> **TEXT BLOCK**:
START

# The aussie dollar



## Paramnesia (Oct 14, 2008)

Am I the only one rejoicing that its gone back up to 71 cents?
	

	
	
		
		

		
			





When i heard that on the news I ran out and told my mum, she looked at me like some crazy make-up/shopping addict lol.

Lets just cross our finger and it'll make it back up to 80 cents... maybe even 90 cents. I need to order so much from the US.


----------



## acu (Oct 14, 2008)

Yes, I hope it goes all the way back up.

I'm now on exchange in Canada, and I need to go to the States for travelling & shopping!!


----------



## spectrolite (Oct 15, 2008)

LOL I nearly did a little victory dance when I heard >_< I've been hoping and praying that it would go back up quickly and it has!! Keep on rising, pleeeeease keep on rising. 

I have shopping to do.


----------



## redambition (Oct 15, 2008)

yes, i hope it gets back up as well.

it's causing me much pain and chaos at work with it's constant tanking, rallying then tanking again!

END

Rows for bounding box labeling:
START

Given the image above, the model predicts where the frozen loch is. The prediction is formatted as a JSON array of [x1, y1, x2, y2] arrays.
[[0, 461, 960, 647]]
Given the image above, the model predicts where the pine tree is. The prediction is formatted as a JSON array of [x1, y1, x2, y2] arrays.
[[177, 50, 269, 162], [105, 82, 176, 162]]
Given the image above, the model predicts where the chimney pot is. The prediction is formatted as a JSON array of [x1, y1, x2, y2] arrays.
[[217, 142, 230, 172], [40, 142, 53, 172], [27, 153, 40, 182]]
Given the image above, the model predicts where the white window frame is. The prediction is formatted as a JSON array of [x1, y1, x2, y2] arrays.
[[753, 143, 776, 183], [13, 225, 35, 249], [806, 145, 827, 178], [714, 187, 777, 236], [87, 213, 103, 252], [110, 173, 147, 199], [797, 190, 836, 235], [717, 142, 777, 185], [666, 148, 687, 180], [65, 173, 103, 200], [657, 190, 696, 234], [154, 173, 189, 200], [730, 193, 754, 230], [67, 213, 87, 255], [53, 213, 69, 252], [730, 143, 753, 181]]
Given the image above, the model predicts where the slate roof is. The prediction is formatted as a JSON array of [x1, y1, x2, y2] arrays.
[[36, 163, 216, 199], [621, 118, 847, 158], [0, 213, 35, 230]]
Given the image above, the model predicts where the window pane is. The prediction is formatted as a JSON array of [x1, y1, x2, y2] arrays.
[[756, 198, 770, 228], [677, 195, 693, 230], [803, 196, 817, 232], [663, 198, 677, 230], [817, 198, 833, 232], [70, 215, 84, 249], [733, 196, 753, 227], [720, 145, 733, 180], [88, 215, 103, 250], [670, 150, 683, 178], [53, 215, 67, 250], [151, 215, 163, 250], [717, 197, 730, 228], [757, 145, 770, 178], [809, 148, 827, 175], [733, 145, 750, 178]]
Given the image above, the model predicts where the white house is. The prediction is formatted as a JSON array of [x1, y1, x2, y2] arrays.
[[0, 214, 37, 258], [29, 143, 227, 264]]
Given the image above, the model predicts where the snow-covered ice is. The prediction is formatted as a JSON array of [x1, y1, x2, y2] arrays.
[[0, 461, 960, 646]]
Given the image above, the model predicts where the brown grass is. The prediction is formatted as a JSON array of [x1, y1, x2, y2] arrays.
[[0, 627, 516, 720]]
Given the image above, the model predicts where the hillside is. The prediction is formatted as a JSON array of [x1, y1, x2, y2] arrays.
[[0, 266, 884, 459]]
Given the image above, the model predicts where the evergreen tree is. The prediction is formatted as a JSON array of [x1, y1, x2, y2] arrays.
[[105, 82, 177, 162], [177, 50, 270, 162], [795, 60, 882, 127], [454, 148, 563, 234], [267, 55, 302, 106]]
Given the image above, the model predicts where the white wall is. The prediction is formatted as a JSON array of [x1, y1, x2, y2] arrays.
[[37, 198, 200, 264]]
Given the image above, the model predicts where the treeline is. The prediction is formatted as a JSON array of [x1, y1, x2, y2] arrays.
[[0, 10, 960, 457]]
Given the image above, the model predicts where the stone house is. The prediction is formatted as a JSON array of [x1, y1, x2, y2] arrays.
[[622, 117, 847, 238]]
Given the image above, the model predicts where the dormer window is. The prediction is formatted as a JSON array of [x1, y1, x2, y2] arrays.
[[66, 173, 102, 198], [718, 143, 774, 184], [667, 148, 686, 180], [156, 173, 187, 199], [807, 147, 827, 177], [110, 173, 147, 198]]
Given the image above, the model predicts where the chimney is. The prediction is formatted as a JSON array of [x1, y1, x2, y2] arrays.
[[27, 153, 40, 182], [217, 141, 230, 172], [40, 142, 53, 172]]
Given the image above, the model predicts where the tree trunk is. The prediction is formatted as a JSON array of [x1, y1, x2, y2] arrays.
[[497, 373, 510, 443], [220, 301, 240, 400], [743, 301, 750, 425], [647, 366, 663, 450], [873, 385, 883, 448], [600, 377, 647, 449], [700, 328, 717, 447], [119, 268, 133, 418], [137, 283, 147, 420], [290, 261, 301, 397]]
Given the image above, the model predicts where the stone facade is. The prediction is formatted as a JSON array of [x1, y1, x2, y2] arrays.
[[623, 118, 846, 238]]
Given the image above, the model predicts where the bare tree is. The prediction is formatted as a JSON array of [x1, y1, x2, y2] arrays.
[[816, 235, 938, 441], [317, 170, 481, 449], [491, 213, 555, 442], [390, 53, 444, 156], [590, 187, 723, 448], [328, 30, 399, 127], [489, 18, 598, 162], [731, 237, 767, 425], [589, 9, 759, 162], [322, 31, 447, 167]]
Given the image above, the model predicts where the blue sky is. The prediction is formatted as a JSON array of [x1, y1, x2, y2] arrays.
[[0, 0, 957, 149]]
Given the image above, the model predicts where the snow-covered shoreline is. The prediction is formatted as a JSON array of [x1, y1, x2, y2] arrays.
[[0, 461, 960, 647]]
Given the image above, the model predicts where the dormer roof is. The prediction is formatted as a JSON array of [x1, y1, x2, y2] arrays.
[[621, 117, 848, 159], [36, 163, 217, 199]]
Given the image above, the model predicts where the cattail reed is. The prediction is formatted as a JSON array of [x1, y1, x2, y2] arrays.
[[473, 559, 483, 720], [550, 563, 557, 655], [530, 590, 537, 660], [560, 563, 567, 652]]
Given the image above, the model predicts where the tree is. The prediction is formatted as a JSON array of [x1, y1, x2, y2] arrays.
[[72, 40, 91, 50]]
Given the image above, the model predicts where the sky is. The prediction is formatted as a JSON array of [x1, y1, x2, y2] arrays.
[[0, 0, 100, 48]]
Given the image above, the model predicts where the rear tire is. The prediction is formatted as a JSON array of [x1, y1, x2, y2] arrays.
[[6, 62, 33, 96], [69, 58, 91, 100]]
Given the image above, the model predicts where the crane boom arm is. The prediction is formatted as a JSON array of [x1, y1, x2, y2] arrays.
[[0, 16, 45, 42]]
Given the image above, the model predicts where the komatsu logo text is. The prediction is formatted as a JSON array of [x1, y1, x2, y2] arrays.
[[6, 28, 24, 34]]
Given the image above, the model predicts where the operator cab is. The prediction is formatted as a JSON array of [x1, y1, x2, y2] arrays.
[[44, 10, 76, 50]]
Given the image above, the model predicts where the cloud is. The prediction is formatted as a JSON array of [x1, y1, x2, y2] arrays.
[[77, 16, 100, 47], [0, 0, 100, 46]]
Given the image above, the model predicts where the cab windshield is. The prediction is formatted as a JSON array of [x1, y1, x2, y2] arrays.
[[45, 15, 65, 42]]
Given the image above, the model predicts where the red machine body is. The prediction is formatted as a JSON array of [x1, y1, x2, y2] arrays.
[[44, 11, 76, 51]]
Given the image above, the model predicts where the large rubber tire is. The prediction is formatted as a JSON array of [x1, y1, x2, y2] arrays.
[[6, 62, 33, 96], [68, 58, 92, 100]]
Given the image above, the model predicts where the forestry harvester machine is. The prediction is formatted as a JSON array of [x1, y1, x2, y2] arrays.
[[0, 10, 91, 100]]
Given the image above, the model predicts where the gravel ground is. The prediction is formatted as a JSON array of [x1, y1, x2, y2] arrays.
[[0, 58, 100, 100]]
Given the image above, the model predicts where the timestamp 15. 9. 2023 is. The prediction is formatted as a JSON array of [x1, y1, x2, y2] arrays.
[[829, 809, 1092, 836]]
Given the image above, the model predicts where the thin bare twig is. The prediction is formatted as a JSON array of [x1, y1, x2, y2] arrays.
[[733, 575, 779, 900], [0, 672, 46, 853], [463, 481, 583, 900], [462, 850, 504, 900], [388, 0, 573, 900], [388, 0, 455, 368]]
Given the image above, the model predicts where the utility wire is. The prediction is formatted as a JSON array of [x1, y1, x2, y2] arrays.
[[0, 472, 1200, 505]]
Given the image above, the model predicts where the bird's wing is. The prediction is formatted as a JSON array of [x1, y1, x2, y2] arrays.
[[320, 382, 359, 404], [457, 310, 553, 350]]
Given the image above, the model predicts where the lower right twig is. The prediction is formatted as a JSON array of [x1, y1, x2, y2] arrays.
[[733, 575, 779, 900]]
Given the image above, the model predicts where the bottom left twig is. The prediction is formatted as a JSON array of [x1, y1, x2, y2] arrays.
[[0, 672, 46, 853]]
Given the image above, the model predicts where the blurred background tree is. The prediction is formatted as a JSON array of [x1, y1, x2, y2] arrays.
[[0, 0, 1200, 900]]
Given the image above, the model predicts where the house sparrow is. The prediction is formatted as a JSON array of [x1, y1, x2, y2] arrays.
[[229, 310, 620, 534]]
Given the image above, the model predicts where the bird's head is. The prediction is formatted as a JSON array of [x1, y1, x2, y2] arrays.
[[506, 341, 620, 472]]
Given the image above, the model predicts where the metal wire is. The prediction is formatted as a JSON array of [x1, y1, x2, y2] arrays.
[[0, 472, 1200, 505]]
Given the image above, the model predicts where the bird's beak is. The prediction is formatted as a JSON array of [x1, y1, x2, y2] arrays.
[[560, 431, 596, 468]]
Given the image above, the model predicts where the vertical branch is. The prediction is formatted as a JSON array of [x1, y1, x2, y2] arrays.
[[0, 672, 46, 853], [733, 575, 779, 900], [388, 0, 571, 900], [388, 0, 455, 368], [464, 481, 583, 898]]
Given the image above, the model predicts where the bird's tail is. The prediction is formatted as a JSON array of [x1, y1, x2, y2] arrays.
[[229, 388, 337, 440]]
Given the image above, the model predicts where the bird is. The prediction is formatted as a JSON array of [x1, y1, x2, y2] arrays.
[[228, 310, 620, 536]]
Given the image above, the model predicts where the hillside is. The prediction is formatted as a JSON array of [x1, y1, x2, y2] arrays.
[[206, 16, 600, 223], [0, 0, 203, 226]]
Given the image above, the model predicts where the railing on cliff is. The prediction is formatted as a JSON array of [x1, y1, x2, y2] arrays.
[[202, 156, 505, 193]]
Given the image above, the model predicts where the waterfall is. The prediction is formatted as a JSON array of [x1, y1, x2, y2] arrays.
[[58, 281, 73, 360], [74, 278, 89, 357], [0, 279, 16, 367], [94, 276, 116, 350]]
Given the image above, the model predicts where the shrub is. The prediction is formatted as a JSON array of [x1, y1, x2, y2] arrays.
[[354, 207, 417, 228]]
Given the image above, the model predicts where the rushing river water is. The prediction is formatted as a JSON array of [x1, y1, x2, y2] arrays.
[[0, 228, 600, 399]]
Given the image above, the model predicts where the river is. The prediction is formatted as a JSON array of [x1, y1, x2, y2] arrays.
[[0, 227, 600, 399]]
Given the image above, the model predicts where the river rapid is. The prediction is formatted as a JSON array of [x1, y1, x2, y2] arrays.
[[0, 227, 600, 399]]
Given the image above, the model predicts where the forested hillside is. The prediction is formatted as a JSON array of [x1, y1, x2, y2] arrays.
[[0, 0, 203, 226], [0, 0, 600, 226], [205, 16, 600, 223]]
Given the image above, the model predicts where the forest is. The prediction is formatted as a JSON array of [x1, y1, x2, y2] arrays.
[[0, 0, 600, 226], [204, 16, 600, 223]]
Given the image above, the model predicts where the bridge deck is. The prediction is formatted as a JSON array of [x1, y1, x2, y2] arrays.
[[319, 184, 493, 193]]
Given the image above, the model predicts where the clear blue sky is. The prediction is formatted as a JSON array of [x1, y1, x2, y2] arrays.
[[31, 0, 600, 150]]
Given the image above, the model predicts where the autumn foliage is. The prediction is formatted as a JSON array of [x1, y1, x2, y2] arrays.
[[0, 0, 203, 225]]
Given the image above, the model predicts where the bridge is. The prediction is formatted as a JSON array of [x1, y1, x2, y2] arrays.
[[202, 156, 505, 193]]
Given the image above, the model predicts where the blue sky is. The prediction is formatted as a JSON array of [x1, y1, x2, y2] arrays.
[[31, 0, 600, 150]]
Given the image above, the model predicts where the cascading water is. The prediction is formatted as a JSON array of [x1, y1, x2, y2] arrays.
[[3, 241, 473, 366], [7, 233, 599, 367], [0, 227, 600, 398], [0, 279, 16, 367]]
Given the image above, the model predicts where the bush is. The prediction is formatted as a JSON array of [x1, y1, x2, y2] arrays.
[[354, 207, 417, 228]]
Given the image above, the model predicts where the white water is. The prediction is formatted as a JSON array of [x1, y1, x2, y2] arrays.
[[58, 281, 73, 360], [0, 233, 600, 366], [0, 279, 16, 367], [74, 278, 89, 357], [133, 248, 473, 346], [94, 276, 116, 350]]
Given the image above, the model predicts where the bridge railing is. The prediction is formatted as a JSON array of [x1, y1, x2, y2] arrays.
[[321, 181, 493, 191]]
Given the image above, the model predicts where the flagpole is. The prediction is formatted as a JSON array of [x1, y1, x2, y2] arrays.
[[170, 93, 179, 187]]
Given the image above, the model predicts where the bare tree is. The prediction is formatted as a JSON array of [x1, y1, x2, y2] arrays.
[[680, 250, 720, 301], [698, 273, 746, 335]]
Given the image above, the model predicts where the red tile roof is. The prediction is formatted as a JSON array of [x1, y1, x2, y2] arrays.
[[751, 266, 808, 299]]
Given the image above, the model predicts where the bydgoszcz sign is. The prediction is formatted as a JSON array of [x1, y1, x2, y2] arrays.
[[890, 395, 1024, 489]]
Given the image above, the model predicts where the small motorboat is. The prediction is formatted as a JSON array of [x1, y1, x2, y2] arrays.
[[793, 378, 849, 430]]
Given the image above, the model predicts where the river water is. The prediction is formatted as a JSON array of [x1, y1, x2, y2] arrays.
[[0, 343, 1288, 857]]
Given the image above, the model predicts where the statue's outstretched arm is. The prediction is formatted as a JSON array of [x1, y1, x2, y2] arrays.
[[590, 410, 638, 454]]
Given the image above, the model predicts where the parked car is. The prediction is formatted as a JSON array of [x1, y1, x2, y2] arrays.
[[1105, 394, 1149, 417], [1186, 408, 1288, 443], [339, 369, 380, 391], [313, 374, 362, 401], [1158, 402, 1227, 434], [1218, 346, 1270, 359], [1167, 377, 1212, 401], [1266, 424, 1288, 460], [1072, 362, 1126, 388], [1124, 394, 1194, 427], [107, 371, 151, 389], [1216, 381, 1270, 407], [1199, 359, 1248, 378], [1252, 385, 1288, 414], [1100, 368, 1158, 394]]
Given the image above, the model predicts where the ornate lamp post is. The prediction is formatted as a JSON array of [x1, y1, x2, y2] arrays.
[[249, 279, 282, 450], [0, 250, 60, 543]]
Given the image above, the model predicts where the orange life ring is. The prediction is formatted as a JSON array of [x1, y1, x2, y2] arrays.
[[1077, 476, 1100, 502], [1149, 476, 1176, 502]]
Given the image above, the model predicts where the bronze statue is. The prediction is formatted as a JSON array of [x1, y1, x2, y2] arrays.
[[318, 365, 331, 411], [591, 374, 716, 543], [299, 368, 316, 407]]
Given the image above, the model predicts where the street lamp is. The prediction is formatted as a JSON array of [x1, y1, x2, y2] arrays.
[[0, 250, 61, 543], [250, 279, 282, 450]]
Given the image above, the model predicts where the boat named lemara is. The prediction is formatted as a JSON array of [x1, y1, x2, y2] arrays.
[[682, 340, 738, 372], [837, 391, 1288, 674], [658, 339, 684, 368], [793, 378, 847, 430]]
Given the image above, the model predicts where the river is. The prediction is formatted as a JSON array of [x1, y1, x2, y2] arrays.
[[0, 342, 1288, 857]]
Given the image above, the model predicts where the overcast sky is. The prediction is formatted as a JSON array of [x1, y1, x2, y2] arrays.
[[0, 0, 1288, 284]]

END

> **GOALS**:
**A.** Using the Aussie dollar thread, decide whether each statement agrees with it: (i) Paramnesia says the dollar has risen back to 71 cents; (ii) acu is on exchange in the United States; (iii) redambition says the dollar's swings are causing trouble at work. Answer yes or no for each, quoting the words of the thread that settle it.
**B.** Carry on the Aussie dollar thread from its last post.

> **EXERCISE ANSWERS**:
**A.**
(i) Yes: "Am I the only one rejoicing that its gone back up to 71 cents?"
(ii) No: "I'm now on exchange in Canada"
(iii) Yes: "it's causing me much pain and chaos at work with it's constant tanking, rallying then tanking again!"

**B.**
----------



## MrsMay (Oct 15, 2008)

Oh yeah, definately need it to go up.... just in time for those holiday palettes please!

The state of the AU dollar is really making me sick at the moment! On the upside, it has curbed my spending in the clearance bin


----------



## Paramnesia (Oct 15, 2008)

Oh I agree with you all. I can't believe these days I'm glued to the tv when the finance report is on lol.... I have no idea about stocks and that stuff but I'm just desperate to see how the dollar is going.
Or I'll use ask.com currency converter lol.

I desperately need a new foundation, concealer and blush so if the dollar goes over 80 cents I'll get them.


----------



## miss_bailey (Oct 16, 2008)

so sad when i left for the US is was around 80 and when i came home it was 67. I wont be buying much makeup for awhile, I need to pay rent!


----------



## X_cinderella_X (Oct 17, 2008)

My boyfriend was so confused with my sudden interest in finances, lol. When I explained it was all to do with makeup he told me to get a life. lol.


----------



## Paramnesia (Oct 17, 2008)

Quote:

   Originally Posted by *X_cinderella_X* 

 
_My boyfriend was so confused with my sudden interest in finances, lol. When I explained it was all to do with makeup he told me to get a life. lol._

 
HAHAHA 

I'm just being a tight ass, i have the money just would rather save more money lol


----------



## Paramnesia (Oct 19, 2008)

Come on Aussie dollar.... You can do it lol....


MOMMA NEEDS HER MAC.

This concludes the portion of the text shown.